**PROBLEM DETAILS:** Decide whether each statement below agrees with the article about the WHO meeting in Geneva, and support each yes or no with the deciding words of the article: (a) The meeting resolved the question of intellectual property rights on viruses. (b) Discussions on the subject began in 2007 after an avian influenza outbreak in Asia. (c) Most of the people who died from swine flu lived in Mexico.
+++ PROVIDED TEXT
An intergovernmental World Health Organization meeting in Geneva, Switzerland, ended with a consensus on most issues, but left data-sharing between laboratories and intellectual property rights on viruses unresolved.

The WHO meeting had been planned for some time, but took on new urgency with the outbreak last month of the new AH1N1 strain of swine flu. Discussions on the subject began in 2007 following an outbreak of avian influenza in Asia.

At the time, Indonesia raised the issue of sharing vaccines between industrialized and developing countries, which do not have the means to produce enough doses in the event of a global pandemic.

Field of pigs frolicking amid the dandelions
Swine flu is transmitted from pigs to people and vice versaImage: picture-alliance / dpa

New cases show disease has not ebbed

The World Health Organization now says that 38 countries have officially reported more than 8,400 cases of swine flu. It says 72 people have died from the disease, 66 of whom lived in Mexico.
++++++
+++ DATA UNDER STUDY
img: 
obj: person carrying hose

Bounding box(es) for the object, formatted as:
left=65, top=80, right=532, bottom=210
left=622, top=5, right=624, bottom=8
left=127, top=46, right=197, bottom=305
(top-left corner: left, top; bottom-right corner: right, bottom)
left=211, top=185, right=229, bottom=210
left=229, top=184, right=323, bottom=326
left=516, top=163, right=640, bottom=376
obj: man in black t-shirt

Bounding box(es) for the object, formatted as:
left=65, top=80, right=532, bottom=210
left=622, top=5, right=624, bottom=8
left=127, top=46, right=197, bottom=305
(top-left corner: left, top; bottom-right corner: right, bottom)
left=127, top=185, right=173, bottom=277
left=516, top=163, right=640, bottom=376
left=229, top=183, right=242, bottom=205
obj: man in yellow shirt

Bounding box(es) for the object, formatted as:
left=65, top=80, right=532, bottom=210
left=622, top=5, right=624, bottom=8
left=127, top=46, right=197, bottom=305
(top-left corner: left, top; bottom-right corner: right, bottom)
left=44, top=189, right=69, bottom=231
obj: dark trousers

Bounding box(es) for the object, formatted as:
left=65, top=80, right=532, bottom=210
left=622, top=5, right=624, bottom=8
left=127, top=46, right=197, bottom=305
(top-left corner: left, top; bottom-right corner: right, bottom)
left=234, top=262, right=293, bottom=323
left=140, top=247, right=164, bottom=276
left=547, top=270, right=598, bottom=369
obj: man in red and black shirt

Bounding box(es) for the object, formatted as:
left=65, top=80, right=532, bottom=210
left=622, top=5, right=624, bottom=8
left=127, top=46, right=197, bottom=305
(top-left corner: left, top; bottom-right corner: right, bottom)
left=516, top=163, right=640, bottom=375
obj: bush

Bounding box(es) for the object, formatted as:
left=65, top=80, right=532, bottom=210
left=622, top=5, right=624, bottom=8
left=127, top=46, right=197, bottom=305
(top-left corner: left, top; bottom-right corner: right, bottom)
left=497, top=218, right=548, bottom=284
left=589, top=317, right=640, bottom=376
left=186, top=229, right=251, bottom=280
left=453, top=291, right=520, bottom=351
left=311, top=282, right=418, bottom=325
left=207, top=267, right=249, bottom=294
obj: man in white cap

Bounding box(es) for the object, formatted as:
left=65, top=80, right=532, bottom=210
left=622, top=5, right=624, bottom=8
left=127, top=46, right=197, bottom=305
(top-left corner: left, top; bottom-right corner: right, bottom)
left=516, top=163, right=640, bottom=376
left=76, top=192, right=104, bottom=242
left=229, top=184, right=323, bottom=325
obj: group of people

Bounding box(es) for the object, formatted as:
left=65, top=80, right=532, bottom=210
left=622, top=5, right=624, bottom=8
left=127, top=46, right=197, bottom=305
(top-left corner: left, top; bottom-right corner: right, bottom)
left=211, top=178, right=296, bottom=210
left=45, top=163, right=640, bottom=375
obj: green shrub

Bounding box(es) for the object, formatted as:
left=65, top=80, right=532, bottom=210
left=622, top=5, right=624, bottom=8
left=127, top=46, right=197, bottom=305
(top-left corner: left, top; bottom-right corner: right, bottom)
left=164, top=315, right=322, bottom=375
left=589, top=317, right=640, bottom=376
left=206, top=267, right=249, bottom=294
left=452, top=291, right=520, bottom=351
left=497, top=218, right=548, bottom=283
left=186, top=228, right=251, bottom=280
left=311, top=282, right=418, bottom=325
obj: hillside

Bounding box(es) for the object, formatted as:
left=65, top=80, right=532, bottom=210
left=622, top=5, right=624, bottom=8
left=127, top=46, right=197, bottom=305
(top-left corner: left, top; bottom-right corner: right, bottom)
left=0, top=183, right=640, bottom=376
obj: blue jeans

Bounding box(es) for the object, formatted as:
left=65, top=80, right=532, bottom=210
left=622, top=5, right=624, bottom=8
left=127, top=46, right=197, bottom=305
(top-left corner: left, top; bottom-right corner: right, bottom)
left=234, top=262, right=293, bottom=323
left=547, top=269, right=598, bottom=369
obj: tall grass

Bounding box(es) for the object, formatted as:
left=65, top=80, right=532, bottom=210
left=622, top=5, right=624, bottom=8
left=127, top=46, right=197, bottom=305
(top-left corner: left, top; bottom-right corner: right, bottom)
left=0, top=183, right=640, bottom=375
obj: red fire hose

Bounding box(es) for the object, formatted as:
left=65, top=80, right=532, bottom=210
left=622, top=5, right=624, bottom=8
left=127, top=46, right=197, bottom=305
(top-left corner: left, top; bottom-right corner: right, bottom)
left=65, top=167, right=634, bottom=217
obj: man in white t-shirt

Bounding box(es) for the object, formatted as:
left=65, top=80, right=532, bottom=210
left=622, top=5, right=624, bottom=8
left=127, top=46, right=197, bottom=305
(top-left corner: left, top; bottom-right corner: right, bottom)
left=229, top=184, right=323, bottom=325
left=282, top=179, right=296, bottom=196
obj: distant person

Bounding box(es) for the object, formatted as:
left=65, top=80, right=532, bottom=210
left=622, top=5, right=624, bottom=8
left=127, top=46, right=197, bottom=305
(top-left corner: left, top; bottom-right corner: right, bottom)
++++++
**TASK OUTPUT:**
(a) No: "left data-sharing between laboratories and intellectual property rights on viruses unresolved"
(b) Yes: "Discussions on the subject began in 2007 following an outbreak of avian influenza in Asia."
(c) Yes: "72 people have died from the disease, 66 of whom lived in Mexico."